• Exercise instructions:
a) In the deja vu text, rewrite the paragraph that begins "Jamais vu may involve" as a short list, keeping its main facts.
b) Repeat word for word the part of the deja vu text from "Science has however" to "fact-checking your memory.".

• Document text:
________________________________________

[imagesource:linkedin/mindsjournal]
Everyone is familiar with deja vu, that feeling that you’ve experienced something before. It’s more common than we think and often leaves us a little perplexed.
Science has however come up with a good explanation for this phenomenon, explaining that deja vu happens when the part of the brain which detects familiarity temporarily goes out of sync with reality. Deja vu is your brain fact-checking your memory.
It’s all got to do with repetition as your brain tries to make sense of your surroundings. But as weird as deja vu can be, it’s opposite is sometimes even stranger.
Called jamais vu, when something you know to be familiar feels unreal or novel in some way.
Jamais vu may involve looking at a familiar face and finding it suddenly unusual or unfamiliar. Musicians often experience this when losing their way in a very familiar passage of music. You might even have had it going to a familiar place and becoming disorientated or seeing it with ‘new eyes’.
When you ask people to describe it in questionnaires about experiences in daily life they give accounts like: “While writing in my exams, I write a word correctly like ‘appetite’ but I keep looking at the word over and over again because I have second thoughts that it might be wrong.”

________________________________________

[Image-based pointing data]
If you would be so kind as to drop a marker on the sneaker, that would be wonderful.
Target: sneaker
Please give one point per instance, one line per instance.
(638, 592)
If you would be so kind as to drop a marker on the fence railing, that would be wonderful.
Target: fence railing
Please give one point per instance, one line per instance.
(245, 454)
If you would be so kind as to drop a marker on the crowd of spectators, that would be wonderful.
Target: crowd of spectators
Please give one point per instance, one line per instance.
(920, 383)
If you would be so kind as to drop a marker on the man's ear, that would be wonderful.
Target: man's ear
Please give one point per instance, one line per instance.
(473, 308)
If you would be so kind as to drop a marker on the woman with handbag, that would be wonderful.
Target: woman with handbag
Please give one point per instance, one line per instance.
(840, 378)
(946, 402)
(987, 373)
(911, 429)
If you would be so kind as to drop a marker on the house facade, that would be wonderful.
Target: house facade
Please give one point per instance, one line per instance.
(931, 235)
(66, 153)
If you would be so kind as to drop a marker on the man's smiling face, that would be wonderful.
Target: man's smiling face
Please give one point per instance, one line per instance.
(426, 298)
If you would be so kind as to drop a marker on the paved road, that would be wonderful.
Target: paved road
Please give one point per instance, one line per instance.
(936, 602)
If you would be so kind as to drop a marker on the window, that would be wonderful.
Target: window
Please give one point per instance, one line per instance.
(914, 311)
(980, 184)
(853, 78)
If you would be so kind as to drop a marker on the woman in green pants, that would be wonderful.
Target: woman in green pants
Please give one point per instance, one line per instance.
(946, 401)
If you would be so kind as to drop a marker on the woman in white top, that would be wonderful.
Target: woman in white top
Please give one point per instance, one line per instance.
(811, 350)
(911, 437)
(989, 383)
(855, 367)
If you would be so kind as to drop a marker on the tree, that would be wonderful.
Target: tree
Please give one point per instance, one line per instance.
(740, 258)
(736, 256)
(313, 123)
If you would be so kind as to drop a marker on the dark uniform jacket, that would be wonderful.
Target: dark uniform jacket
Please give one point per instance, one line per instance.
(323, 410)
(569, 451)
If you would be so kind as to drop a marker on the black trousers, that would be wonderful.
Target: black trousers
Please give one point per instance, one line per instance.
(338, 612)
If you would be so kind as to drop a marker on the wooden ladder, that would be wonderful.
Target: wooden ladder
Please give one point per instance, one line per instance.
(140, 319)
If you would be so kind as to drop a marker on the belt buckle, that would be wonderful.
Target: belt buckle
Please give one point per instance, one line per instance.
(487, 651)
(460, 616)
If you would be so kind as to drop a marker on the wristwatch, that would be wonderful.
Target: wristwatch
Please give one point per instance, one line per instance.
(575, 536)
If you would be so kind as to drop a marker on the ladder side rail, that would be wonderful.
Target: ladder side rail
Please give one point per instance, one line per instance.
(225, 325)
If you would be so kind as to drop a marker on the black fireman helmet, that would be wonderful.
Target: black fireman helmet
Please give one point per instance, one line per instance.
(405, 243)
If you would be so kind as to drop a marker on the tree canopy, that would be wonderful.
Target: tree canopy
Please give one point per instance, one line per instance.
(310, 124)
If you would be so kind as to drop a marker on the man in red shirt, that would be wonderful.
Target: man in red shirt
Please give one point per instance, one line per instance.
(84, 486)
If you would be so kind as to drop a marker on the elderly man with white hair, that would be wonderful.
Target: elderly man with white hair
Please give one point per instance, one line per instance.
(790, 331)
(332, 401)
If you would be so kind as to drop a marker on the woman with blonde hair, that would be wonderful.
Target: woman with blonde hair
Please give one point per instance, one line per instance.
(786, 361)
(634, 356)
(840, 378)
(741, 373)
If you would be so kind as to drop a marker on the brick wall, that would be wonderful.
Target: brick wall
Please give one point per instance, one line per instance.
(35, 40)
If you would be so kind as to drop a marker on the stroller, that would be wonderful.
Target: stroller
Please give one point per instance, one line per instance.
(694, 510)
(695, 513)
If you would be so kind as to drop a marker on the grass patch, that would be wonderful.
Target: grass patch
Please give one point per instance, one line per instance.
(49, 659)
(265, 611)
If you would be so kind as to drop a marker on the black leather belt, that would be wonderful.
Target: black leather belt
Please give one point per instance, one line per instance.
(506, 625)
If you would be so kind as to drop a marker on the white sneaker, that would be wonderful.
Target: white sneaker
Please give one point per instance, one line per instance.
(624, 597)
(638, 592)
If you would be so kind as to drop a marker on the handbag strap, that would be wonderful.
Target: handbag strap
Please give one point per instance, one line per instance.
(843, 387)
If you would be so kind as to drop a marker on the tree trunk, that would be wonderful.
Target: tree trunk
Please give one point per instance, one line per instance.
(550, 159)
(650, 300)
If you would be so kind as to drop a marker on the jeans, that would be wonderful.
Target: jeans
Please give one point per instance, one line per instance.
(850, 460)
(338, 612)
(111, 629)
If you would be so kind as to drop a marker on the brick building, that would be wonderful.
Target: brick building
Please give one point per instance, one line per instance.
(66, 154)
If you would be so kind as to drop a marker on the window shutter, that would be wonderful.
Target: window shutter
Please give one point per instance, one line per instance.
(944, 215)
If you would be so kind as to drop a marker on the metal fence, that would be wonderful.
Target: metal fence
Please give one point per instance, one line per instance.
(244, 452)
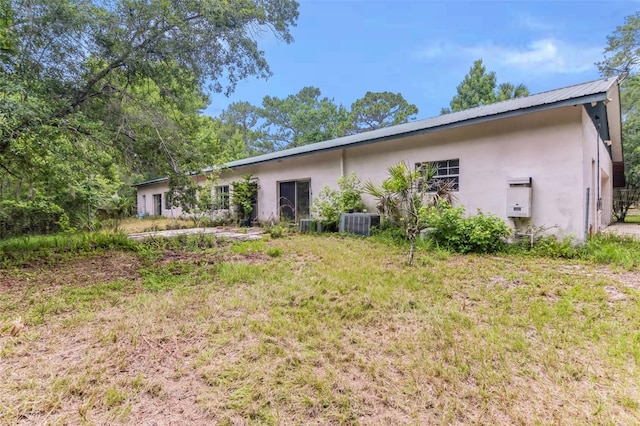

________________________________________

• Solutions per task:
a)
- A familiar face can suddenly look unusual or unfamiliar.
- Musicians often lose their way in a passage of music they know very well.
- A familiar place can leave you disoriented or make you see it with "new eyes."

b)
Science has however come up with a good explanation for this phenomenon, explaining that deja vu happens when the part of the brain which detects familiarity temporarily goes out of sync with reality. Deja vu is your brain fact-checking your memory.